The fishing industry is an important sector of the South African economy, employing thousands of people in the commercial sector and in related sectors, and grossing about $404 million. South Africa accounts for 26% of total U.S. imports out of Africa, the top products being mackerel, salmon, sardines, and herring. South Africa is also one of the largest importers of fish from the U.S. – 36% of the total African imports. Tanzania accounts for 8% of total U.S. exports to Africa. Southern African countries mostly import crustaceans, tuna and shrimp.

The South African Marine industry has recently undergone an efficient industrial restructuring that makes it internationally competitive with respect to price, quality and durability. Its products are highly praised and have won a number of international awards. It also has a fine reputation among American boat designers, who often allocate orders and refer clients to South African boat builders. The current annual turnover of the South African boat-building industry in terms of actual production of boats is $220 million. The South African industry has had to keep up with technological advances in order to remain internationally competitive. Major advances in boat-building technology over the past few years include the development of new moulds and new designs, and the use of hi-tech materials. Kenya, Nigeria and South Africa all have similar main industries of small commercial ship construction and repair.

Uganda has substantial natural resources. Agriculture is the most important sector of the economy, employing over 80% of the work force.

*Goals:*
1. Summarize the passage on African fishing and boat building in two sentences.
2. Continue the passage on African fishing and boat building from its final sentence.

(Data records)
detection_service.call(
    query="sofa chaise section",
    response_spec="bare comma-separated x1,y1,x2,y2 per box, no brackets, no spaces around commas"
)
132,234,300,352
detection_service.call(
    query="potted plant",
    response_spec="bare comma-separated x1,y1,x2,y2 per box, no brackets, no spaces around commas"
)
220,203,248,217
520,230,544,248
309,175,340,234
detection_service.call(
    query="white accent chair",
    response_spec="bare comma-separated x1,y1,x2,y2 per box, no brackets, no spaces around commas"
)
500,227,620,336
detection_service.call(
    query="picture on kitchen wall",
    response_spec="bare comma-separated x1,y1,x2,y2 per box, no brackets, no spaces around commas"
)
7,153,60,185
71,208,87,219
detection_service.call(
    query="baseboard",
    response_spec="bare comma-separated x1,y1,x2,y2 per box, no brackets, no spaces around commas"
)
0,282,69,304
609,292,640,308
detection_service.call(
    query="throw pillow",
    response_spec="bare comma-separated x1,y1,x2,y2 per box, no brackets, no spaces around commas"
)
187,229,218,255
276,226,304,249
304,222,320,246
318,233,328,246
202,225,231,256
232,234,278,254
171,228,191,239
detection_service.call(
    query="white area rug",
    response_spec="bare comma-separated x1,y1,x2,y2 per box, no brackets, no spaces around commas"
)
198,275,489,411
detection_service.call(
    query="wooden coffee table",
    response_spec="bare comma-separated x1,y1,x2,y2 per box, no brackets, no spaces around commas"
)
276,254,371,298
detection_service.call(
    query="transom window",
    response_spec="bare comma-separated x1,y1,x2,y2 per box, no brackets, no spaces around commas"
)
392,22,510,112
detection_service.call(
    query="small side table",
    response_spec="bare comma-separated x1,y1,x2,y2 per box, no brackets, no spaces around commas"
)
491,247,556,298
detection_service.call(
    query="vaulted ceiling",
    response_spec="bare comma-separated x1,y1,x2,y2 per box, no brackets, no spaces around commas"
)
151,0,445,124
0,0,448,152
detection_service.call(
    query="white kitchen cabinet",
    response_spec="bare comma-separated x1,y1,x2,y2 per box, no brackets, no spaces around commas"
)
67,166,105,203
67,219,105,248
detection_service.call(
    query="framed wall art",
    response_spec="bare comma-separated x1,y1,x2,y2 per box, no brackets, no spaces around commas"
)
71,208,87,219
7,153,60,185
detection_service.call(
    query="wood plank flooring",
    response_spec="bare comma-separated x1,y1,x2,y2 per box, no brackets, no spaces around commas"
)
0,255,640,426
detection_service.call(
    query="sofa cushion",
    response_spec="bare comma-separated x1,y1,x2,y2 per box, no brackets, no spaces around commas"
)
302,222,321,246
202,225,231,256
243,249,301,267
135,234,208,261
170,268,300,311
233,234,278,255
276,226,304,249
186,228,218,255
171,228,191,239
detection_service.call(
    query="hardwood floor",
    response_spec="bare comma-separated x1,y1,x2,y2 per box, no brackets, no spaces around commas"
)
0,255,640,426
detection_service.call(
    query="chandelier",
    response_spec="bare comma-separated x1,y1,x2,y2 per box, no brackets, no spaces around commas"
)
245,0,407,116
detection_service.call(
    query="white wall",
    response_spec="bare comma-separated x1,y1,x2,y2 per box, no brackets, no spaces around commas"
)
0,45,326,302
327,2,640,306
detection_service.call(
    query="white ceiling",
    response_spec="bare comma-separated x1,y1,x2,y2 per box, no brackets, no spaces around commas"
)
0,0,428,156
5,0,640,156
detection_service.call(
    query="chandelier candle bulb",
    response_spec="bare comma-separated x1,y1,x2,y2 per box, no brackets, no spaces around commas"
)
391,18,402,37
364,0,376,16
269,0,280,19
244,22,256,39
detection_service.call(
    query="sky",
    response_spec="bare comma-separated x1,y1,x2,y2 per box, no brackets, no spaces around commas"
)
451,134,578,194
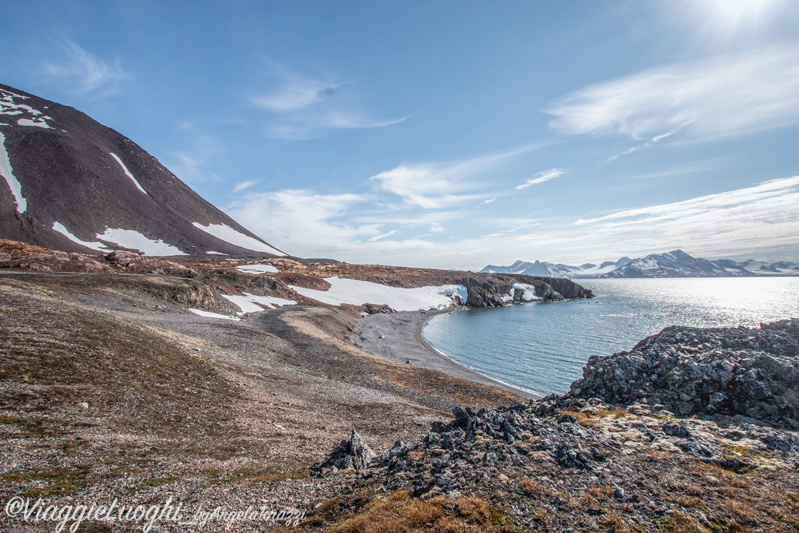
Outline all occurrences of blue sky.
[0,0,799,269]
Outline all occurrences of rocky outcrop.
[455,274,593,307]
[571,319,799,430]
[314,396,799,520]
[318,429,376,472]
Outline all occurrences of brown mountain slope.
[0,85,285,257]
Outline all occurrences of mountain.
[0,85,286,257]
[482,250,799,279]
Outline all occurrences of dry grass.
[563,407,631,427]
[308,491,516,533]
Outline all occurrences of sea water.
[422,277,799,394]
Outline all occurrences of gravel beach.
[351,309,541,399]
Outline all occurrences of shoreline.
[350,307,543,400]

*Responses by task:*
1. Fishing is an important sector of the South African economy, employing thousands and grossing about $404 million, and South Africa both supplies a large share of U.S. fish imports from Africa and buys much of the fish the U.S. sends to Africa. The South African boat-building industry has restructured to become internationally competitive, earns $220 million a year in boat production, and keeps up with technological advances such as new moulds, new designs and hi-tech materials.

2.
The film industry in Cape Town is viewed as one of the top five growth industries in the region. Foreign production companies are lured not only by the Cape’s scenic beauty and filming infrastructure, but also by the fact that filming in Cape Town costs 20% less than in Australia and 30-40% less than in Europe or the U.S.

Disadvantages

A major challenge is the lack of interest in the African market and the prevailing negative perceptions in the U.S. market place about Africa as a high-risk business environment.

Challenges that need to be addressed for two-way trade include the high freight costs; the lack of infrastructure; lack of market information and U.S. sanitary regulations. Financing operations on the continent continues to be a problem. Additionally, business in South Africa lacks an export strategy.

Advantages

In the fishing industry U.S. suppliers exporting seafood to Africa is advantageous due to the rapid population growth, low tariffs and existing credit programs. The U.S. also has an abundant supply of cracker, mackerel and herring and U.S products are generally perceived as high quality. Advantages for African exporters are that the U.S. market offers opportunities for African products, especially under the provisions of the African Growth and Opportunity Act. Sub-Saharan Africa has an abundant supply of lobster, shrimp and tuna that could be exported to the U.S.

The South African boat-building industry has grown by some 120% since 1994, with 83% of the growth in real terms coming in the form of exports, especially to countries with strong currencies, such as the US, Holland, United Kingdom and Germany. Due to declining disposable incomes in South Africa, the domestic market has become stagnant, with few growth prospects. However, the export market is particularly active due to favorable pricing as a result of the devaluation of the Rand against foreign currencies.

Kenya has been successful in attracting world class life sciences researchers and continues seeking viable commercialization. As these industries grow they become better candidates for direct foreign investments in the U.S. and they become more substantial trading partners because they are earning more so they can spend more.

Recommendation

Given the advantages and potential development associated with Uganda, Nigeria, Kenya, and South Africa, Broward County recommends the exploration of increase trade opportunities.